━━━ Quoted text
[asterisk-bugs] [JIRA] (ASTERISK-28469) AMI frozen on high load

Stefan Repke (JIRA) noreply at issues.asterisk.org
Mon Jul 22 02:30:48 CDT 2019


     [ https://issues.asterisk.org/jira/browse/ASTERISK-28469?page=com.atlassian.jira.plugin.system.issuetabpanels:all-tabpanel ]

Stefan Repke updated ASTERISK-28469:
------------------------------------

    Status: Waiting for Feedback  (was: Waiting for Feedback)

I finally managed to solve the mystery. It is an inter-procedural deadlock!

The server (Asterisk) cannot write because the client does not read.
The client stopped reading because the server is too slow in reading.
The server cannot read because it is blocked in writing.

----

The only client that is connected is a self-written Java implementation based on Netty (event-based, non-blocking).
But in order to relax high load situations, I've implemented the following:
Whenever the TCP send buffer (from client to server) is full, we stop receiving TCP packets until the opposite is receiving again.
━━━━━━
- Task directions
Reproduce the issue update between "Stefan Repke (JIRA)" and "does not read.", inclusive, changing "deadlock" to "stalemate".
━━━ Collected material
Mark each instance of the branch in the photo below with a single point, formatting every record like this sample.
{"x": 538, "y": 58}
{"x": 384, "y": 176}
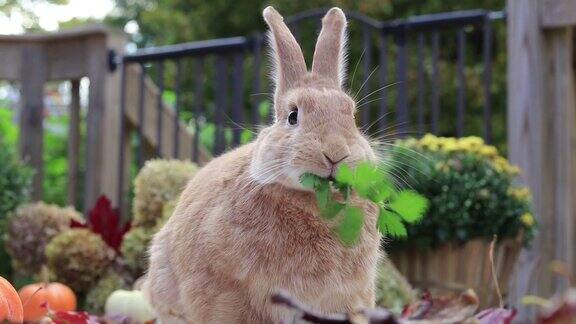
━━━━━━
- Exercise response
Stefan Repke (JIRA) noreply at issues.asterisk.org
Mon Jul 22 02:30:48 CDT 2019


     [ https://issues.asterisk.org/jira/browse/ASTERISK-28469?page=com.atlassian.jira.plugin.system.issuetabpanels:all-tabpanel ]

Stefan Repke updated ASTERISK-28469:
------------------------------------

    Status: Waiting for Feedback  (was: Waiting for Feedback)

I finally managed to solve the mystery. It is an inter-procedural stalemate!

The server (Asterisk) cannot write because the client does not read.